Exercise text

I will just take it back.


----------



## rexroadj (Oct 31, 2008)

Mike....**** him! He was banned from the forum you sold it on???? That says a lot!


----------



## Cruzer (Jul 16, 2010)

have u talked to paypal at all? i know they support buyer most of the time and all, but the fact he wont power it, test it with dmm, nothing, clearly shows he just bought it and dont want it now


----------



## rexroadj (Oct 31, 2008)

copy his messages (and how he is now banned) from CA..... Show them to paypal. He shoots himself in the foot several times


----------



## JAX (Jun 2, 2006)

when did he get banned? I see it says banned under his name but not seeing what or where or when


----------



## mikey7182 (Jan 16, 2008)

**** that place. iamsonic is no better than the douche you sold the woofer to. What a bunch of children.


----------



## JAX (Jun 2, 2006)

I am definitely not going back. I still look at the pics and don't see it that bad. I need to post all the pics on here so I can then save them in case it's bad when I get it. He won't take more pics. Said it's already boxed which worries me that he may have messed with it and will try to blame shipper or me. I need to call paypal also.


----------



## mikey7182 (Jan 16, 2008)

JAX said:


> I am definitely not going back. I still look at the pics and don't see it that bad. I need to post all the pics on here so I can then save them in case it's bad when I get it. He won't take more pics. Said it's already boxed which worries me that he may have messed with it and will try to blame shipper or me. I need to call paypal also.

What you have to do
Resume the forum thread about the disputed woofer sale, starting right after its last sentence. You won't need the rows for this.

Data section
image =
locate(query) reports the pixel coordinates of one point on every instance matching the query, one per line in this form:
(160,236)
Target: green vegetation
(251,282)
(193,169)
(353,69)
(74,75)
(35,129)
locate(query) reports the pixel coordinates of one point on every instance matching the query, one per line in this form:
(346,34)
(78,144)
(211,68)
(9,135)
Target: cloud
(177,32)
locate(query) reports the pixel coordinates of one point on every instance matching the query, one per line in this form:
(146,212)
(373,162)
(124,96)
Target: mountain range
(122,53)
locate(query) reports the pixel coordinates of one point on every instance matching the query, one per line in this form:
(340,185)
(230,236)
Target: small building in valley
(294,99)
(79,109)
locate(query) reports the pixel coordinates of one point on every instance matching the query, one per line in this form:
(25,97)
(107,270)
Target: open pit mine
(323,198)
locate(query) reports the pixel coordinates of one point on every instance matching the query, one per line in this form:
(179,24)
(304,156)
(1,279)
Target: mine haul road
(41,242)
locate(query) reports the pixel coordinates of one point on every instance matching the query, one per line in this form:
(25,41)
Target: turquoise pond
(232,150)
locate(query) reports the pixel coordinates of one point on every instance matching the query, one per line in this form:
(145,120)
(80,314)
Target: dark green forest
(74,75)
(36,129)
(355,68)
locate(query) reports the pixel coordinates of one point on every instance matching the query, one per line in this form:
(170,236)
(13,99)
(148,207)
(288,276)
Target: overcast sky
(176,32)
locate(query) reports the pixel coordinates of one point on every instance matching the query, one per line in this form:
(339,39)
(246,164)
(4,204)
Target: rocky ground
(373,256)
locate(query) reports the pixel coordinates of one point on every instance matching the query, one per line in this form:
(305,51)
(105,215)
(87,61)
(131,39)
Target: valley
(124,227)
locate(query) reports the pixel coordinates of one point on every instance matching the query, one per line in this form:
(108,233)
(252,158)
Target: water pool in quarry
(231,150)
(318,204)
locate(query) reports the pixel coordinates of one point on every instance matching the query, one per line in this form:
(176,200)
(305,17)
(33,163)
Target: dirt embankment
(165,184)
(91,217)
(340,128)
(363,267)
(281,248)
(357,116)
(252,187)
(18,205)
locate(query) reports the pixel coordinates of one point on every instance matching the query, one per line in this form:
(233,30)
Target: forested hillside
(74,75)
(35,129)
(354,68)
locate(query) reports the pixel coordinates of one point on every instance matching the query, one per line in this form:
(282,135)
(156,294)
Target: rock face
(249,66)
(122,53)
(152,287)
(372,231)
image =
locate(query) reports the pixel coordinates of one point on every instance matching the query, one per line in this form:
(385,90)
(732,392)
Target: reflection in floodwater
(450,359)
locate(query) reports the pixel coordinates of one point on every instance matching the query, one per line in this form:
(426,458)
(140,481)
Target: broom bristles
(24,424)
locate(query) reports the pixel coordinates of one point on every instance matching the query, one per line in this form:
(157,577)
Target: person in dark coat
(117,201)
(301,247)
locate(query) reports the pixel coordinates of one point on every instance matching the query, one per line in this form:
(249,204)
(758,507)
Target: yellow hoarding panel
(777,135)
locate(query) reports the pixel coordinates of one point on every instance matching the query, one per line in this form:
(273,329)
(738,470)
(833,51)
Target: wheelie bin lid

Solved exercise
Make sure he insures it for the full purchase price, and have him send you proof of insurance on the receipt along with the tracking number. That way if it's ****ed when you get it back, at least you can have UPS foot the bill.


----------



## JAX (Jun 2, 2006)

I told him last night to send me the shipping info. He didn't bother to reply. I am a quote "power seller" on there and has has a 1 trader rating but you see how it's going over there. Just as bad as caraudio.com.


----------



## imjustjason (Jun 26, 2006)

That CACO thread is a tragedy.


----------



## mikey7182 (Jan 16, 2008)

I wonder how long until I get banned?


----------



## chefhow (Apr 29, 2007)

This is why I won't do business over there, this is a common problem over there. Sorry about that happened Jax, I wouldnt take it back, I would fight the Paypal claim out of principal and show pics to prove you're right.
Mikey, I give u a day at this rate. Good looking out for a friend but it's fleeting over there.


----------



## JAX (Jun 2, 2006)

imjustjason said:


> That CACO thread is a tragedy.


How you mean exactly? I looked at the diagram of the GTi manual. I don't know how he is saying the coil is off center. Don't know how he is seeing it. Basically he didnt prove anything. Just made some claims and the rest of the people just added their 2 cents. No test no proof. Just decided it was bad cause he said so. Also put statements in there I didn't say at all and left out what he said. I néed to call pp now


----------



## JAX (Jun 2, 2006)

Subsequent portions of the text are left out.